# [YOUR OBJECTIVE]
When you reach the line containing "ear in the photo above.", begin copying exactly, and keep going through the last line of the records below, copying nothing before it.

● ● ●

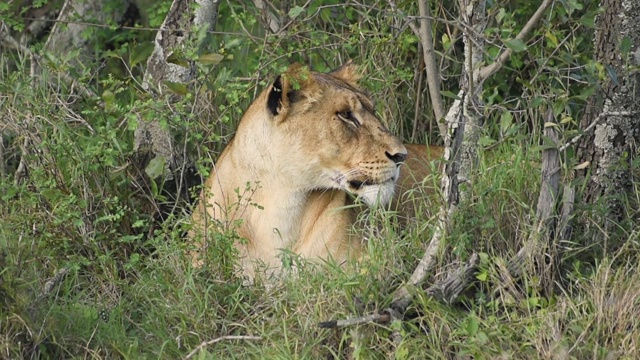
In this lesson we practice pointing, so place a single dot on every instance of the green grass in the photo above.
(160, 307)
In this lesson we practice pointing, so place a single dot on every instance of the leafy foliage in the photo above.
(72, 199)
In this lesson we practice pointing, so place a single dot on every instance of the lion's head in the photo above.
(328, 134)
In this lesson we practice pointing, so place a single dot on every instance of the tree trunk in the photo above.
(613, 145)
(185, 19)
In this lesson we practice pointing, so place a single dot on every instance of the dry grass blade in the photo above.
(222, 338)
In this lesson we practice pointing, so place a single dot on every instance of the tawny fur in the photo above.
(282, 182)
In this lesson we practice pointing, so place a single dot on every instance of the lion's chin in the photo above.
(378, 194)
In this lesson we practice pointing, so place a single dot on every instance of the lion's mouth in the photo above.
(357, 184)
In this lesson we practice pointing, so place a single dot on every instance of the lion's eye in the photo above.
(347, 116)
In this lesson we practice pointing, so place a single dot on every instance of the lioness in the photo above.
(306, 143)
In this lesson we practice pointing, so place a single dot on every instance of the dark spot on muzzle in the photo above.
(357, 184)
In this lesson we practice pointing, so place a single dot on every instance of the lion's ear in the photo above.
(296, 80)
(274, 100)
(347, 72)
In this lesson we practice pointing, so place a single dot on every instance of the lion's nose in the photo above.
(397, 157)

● ● ●

# [FINISHED TASK]
In this lesson we practice pointing, so place a single dot on every instance of the lion's ear in the photo above.
(296, 80)
(274, 100)
(347, 72)
In this lesson we practice pointing, so place a single dot on every instance of the lion's nose in the photo above.
(397, 157)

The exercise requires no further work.